= Problem to work on =
Could you write out all the entries below again, switching every "position" to "location" and leaving everything else unchanged? Leave the pictures out of your answer.

_ _ _ _ _ _ _

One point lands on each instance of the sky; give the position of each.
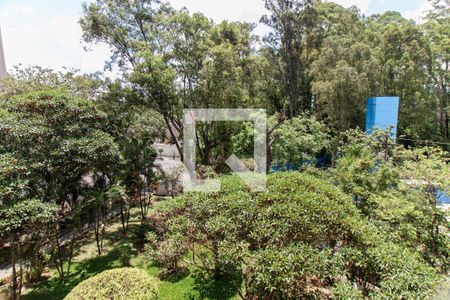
(46, 32)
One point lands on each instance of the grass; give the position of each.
(87, 264)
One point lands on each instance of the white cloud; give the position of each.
(16, 9)
(55, 44)
(419, 13)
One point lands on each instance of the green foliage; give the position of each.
(125, 283)
(126, 251)
(301, 138)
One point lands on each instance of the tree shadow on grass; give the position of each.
(207, 286)
(54, 288)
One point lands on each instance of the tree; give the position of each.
(61, 141)
(33, 78)
(303, 237)
(291, 43)
(299, 139)
(24, 222)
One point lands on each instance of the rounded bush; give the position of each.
(124, 283)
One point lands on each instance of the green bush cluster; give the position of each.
(302, 238)
(117, 284)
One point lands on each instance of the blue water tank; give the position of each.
(382, 113)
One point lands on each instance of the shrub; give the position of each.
(124, 283)
(126, 251)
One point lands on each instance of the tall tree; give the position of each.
(437, 28)
(293, 23)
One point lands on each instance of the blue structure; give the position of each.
(382, 113)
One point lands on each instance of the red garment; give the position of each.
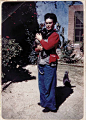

_ _ _ _ _ _ _

= Finished answer =
One point lands on each instance of the sky; give the location of each.
(46, 32)
One point lands on each instance of the grass; give the location of each.
(87, 264)
One point lands on each instance of the white cloud; give the location of each.
(16, 9)
(55, 44)
(419, 13)
One point lands on each instance of the green foliage; give the location of each.
(125, 283)
(126, 251)
(301, 138)
One point lands on each instance of the tree shadow on grass; give the location of each.
(207, 286)
(54, 288)
One point lands on each instance of the tree; give the location of each.
(61, 141)
(33, 78)
(303, 237)
(291, 43)
(299, 139)
(24, 222)
One point lands on each instance of the rounded bush; give the location of each.
(124, 283)
One point lands on each instance of the green bush cluster; give the location of each.
(302, 238)
(117, 284)
One point lands on each instance of the blue water tank; give the location of each.
(382, 113)
One point lands on each instance of the shrub; give the location of each.
(124, 283)
(126, 251)
One point lands on each instance of the tall tree; give the location of each.
(437, 28)
(293, 23)
One point lands on each instance of the blue structure; give the location of each.
(382, 113)
One point lands on each instance of the red garment; give the location of each.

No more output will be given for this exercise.